• _Description of the task_: In the text on Apple's goto fail vulnerability, what did the empirical study of goto in C code find?

A few people blame the mere use of the “goto” statement (e.g., [Barr2014]). However, I think pinning blame on the goto statement is misplaced. As Matt Baxter-Reynolds explains, “The ‘goto’ statement is quite old-fashioned... The problem with ‘goto’ is that it allows developers to create ‘flow’ in code that is unnatural... and that’s bad because developers should always strive to make code easy to read. For me, who cares whether ‘goto’ is used or not. There is nothing unclear about the code that contains the bug... ‘goto’ may be old-fashioned, but it is not inappropriate in this setting.” [Baxter-Reynolds2014]. Similarly, Sethi found that when using other constructs “the code was not necessarily a lot easier to read. I don’t believe that the use of ‘goto’ significantly contributed to this problem” [Sethi2014]. In particular, if you are using C, avoiding the goto statement is likely to lead to a lot of duplicated code that might not be properly maintained in parallel, leading to other problems.

This is even supported by a recent emperical study. An empirical study of goto in C code [Nagappan2015] found that in almost all cases C program developers, when they use goto at all, use it in reasonable ways.

Banning “goto” statements would not have really solved the problem, so let’s look elsewhere for solutions.

What could have countered this?

Here are some ways to detect this problem before delivery. As with my Heartbleed paper, I note if the approaches use dynamic analysis (require execution of the program), static analysis (do not require execution of the program), or a hybrid.

However, I am not trying to create a complete list. My paper on Heartbleed focused on how to identify it, in part because many mechanisms used to find security vulerabilities did not work with Heartbleed. The Apple goto fail vulnerability is quite different. In this case, there are many mechanisms that everyone developing security-relevant code should have been doing that would have immediately caught this vulnerability. Thus, there is no need to list more sophisticated measures (such as formal methods). If an organization cannot be bothered to use simple mechanisms low-cost mechanisms to counter vulnerabilities, it will not apply more sophisticated mechanisms either.

Thorough negative testing in test cases (dynamic analysis)

Negative testing is creating tests that should cause failures (e.g., rejections) instead of successes. Thorough negative testing in test cases creates a set of tests that cover every type of input that should fail.

• _Data lines_:
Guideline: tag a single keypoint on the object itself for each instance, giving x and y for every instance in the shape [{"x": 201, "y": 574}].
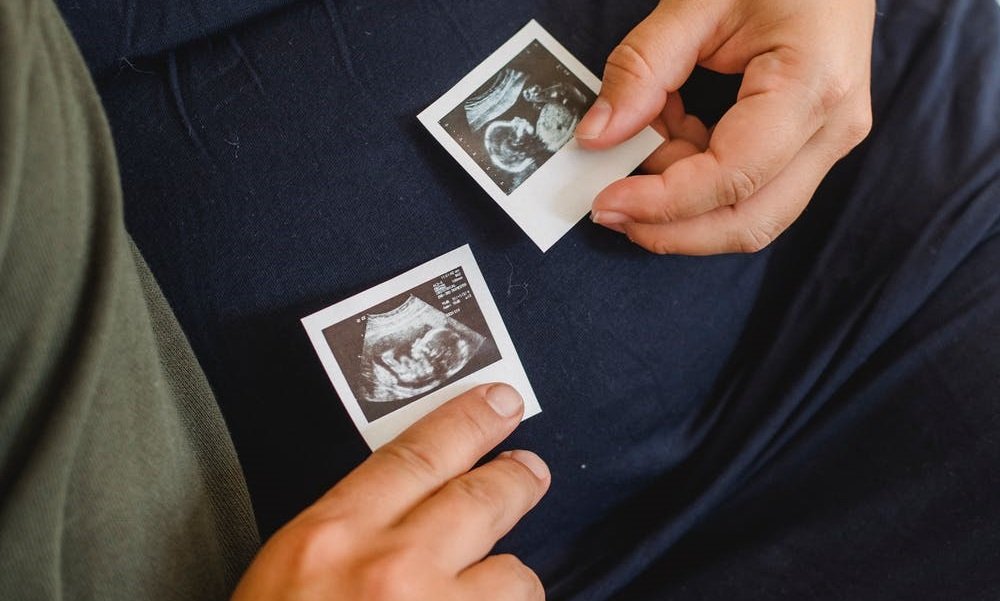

• _Exercise result_: It found that in almost all cases, C program developers who use goto at all use it in reasonable ways.